>> start GIVEN INFORMATION
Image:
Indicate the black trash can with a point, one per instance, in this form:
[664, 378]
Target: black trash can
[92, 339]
>> end GIVEN INFORMATION
>> start GIVEN INFORMATION
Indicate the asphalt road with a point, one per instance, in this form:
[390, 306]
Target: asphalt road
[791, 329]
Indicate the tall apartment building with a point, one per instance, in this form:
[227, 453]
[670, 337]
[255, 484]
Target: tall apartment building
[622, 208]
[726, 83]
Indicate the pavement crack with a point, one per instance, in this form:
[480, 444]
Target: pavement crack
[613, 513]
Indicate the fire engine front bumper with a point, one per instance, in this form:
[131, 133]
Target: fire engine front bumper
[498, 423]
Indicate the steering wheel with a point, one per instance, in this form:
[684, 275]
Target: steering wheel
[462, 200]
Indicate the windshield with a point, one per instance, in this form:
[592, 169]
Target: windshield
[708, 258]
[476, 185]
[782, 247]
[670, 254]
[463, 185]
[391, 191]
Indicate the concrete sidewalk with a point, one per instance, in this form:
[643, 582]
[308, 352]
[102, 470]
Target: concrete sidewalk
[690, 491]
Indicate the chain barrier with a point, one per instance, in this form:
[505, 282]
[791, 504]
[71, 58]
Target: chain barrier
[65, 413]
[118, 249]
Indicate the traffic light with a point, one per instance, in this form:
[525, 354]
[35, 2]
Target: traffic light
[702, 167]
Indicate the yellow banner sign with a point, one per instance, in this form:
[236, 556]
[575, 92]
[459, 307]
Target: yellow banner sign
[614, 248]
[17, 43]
>> end GIVEN INFORMATION
### CHALLENGE
Select and copy every line in the material above that contains the string "chain".

### REPLY TO THE EXERCISE
Indicate the chain barrier with a point, one per instance, in this form:
Target: chain barrier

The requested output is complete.